= To do =
List every row below that contains the word "canopy", copying each one in full.
**********
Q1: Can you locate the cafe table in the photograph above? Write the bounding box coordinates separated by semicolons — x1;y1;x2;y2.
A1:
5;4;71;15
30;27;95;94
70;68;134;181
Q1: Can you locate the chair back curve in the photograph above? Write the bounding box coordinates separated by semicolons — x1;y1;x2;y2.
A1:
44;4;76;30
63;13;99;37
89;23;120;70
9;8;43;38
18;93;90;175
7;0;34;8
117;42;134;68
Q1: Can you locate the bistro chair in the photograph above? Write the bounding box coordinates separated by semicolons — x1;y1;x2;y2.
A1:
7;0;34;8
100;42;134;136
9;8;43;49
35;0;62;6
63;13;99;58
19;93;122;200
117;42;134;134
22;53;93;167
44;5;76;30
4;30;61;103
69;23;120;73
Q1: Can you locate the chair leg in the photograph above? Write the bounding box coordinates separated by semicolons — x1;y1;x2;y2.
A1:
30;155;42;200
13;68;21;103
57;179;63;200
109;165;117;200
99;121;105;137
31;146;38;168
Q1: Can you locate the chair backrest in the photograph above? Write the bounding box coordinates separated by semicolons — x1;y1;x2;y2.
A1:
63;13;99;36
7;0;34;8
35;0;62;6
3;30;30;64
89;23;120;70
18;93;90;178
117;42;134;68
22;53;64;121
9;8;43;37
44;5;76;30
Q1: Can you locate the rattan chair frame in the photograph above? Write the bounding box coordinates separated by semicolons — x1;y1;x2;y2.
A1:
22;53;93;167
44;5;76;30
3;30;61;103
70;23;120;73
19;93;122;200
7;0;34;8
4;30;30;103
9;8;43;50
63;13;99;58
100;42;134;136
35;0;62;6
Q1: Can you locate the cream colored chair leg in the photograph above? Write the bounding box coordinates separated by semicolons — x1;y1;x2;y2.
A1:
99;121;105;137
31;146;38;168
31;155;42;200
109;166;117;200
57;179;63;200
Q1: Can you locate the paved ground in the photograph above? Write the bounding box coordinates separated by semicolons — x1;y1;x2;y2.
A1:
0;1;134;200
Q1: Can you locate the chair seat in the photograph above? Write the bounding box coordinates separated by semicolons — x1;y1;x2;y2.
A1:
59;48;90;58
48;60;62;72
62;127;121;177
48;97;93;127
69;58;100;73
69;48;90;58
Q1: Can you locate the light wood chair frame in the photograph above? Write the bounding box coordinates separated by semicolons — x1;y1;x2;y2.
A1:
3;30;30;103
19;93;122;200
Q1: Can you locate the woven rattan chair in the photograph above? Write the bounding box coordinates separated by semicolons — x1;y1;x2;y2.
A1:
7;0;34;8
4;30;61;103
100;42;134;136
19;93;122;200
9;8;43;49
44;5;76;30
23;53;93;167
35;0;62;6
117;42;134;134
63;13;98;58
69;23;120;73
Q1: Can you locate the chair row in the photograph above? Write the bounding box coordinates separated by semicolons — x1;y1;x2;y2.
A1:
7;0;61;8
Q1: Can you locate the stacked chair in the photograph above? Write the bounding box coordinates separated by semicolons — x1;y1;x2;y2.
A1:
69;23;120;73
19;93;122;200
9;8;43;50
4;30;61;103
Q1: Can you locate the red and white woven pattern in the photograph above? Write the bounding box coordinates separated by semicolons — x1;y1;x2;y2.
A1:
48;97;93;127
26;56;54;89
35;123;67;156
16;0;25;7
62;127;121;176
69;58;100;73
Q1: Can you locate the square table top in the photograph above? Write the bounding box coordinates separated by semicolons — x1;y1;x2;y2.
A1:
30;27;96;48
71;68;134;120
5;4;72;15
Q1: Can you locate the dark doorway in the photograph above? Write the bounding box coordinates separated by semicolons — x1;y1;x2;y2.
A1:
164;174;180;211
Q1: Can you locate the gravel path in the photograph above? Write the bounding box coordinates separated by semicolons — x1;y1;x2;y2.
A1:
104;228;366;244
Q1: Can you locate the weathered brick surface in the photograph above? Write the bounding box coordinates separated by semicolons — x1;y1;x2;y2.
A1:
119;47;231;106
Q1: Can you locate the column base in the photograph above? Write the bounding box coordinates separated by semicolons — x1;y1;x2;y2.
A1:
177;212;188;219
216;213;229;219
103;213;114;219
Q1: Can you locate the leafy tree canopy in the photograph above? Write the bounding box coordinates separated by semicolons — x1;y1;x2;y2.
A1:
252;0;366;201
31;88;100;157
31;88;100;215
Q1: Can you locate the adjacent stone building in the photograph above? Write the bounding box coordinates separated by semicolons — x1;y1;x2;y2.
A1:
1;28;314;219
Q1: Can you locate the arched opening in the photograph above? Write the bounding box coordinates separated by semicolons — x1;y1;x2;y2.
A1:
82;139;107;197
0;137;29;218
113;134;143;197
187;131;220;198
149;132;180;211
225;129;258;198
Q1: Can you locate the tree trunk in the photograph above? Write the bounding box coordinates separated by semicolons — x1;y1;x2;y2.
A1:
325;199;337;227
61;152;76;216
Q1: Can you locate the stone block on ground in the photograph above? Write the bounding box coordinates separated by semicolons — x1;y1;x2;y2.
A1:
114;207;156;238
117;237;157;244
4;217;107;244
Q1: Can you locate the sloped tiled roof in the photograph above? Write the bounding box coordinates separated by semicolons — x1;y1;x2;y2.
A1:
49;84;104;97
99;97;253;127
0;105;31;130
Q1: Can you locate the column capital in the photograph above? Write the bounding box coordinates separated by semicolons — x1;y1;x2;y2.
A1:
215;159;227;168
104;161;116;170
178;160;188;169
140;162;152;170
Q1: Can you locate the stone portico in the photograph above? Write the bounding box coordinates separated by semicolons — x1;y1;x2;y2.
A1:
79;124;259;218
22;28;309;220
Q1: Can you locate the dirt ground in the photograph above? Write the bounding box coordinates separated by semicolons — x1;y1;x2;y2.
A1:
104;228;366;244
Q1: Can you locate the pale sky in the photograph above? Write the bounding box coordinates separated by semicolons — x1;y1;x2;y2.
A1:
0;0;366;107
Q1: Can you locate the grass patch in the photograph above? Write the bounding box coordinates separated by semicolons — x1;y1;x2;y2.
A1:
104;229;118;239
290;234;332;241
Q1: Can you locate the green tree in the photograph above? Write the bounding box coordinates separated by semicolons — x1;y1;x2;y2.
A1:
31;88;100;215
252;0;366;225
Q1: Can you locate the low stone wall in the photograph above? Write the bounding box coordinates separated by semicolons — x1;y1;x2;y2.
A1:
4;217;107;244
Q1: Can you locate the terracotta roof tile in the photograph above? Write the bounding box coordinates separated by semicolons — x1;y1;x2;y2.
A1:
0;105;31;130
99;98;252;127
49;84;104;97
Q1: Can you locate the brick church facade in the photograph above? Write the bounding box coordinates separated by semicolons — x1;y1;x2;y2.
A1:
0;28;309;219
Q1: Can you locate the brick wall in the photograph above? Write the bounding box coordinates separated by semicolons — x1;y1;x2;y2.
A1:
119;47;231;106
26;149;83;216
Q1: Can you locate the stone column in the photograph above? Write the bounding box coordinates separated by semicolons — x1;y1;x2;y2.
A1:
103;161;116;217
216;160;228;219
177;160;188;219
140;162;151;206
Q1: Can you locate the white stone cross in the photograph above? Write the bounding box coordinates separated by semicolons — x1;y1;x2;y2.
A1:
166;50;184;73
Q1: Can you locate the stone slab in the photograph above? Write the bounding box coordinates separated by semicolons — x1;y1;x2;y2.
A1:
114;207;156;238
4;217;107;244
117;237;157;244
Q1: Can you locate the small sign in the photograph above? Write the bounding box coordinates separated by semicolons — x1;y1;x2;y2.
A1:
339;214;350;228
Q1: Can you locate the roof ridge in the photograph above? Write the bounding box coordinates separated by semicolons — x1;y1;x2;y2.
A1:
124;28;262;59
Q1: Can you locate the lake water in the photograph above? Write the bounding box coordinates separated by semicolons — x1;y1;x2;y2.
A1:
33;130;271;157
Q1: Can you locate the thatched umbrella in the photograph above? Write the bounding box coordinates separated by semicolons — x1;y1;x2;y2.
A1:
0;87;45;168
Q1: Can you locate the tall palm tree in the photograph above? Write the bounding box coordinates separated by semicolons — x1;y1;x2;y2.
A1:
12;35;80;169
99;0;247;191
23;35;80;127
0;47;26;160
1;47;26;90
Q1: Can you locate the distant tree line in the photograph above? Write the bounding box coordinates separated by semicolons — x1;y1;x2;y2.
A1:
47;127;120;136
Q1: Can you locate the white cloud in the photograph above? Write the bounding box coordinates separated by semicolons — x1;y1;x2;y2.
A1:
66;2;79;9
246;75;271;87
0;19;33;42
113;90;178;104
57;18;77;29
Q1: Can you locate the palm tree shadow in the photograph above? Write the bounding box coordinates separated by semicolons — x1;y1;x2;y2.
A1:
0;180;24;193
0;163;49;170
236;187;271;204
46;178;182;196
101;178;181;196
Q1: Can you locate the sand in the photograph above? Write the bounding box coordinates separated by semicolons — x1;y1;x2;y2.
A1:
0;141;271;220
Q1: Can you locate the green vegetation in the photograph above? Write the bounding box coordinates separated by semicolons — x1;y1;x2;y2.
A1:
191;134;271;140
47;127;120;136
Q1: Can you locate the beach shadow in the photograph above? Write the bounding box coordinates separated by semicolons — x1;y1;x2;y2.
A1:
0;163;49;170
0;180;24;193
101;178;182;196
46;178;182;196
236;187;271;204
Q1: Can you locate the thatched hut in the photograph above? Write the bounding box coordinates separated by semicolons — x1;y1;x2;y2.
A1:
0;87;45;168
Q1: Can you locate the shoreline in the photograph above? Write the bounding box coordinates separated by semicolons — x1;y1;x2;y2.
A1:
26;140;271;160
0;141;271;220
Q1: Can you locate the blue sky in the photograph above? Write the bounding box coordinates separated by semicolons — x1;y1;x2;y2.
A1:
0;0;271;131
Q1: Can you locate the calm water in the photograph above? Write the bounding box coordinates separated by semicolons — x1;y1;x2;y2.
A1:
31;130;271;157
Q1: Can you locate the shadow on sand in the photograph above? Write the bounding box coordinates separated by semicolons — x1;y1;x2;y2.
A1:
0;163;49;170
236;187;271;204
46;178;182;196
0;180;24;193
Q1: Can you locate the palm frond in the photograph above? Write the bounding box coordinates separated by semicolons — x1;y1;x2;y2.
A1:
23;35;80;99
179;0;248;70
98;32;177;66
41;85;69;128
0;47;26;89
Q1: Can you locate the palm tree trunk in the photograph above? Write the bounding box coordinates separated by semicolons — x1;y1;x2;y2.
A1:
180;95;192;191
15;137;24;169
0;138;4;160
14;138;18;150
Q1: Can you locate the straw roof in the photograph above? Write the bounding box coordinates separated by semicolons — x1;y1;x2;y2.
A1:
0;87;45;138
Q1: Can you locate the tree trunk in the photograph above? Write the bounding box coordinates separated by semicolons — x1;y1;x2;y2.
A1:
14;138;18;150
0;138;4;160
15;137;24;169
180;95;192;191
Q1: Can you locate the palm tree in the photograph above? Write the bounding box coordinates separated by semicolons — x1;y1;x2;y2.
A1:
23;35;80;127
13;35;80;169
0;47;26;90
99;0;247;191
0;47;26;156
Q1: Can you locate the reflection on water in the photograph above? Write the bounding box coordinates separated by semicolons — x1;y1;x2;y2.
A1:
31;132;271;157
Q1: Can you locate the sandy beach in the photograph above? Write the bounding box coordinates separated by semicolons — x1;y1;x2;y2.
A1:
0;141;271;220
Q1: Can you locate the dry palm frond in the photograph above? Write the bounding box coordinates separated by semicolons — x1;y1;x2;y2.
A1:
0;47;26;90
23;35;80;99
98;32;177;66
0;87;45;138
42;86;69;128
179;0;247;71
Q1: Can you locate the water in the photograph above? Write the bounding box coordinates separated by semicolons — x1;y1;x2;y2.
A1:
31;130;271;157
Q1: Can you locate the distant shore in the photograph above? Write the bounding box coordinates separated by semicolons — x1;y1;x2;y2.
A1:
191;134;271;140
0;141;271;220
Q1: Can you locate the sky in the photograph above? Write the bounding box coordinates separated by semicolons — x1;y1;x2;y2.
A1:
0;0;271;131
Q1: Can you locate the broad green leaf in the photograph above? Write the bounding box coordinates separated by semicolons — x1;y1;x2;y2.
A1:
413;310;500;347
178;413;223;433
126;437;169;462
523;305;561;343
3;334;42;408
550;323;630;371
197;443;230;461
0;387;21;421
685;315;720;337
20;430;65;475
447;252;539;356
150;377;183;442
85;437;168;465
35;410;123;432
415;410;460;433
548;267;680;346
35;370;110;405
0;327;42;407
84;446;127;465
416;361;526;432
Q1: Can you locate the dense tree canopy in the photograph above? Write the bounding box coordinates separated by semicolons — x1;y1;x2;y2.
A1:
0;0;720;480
**********
= Completed exercise =
Q1: Can you locate the leafy tree canopy in the photograph above? Write the bounding box coordinates separated by semicolons — x1;y1;x2;y2.
Q1: Can you locate the dense tree canopy in the photograph above? Write the bounding box coordinates separated by semicolons — x1;y1;x2;y2.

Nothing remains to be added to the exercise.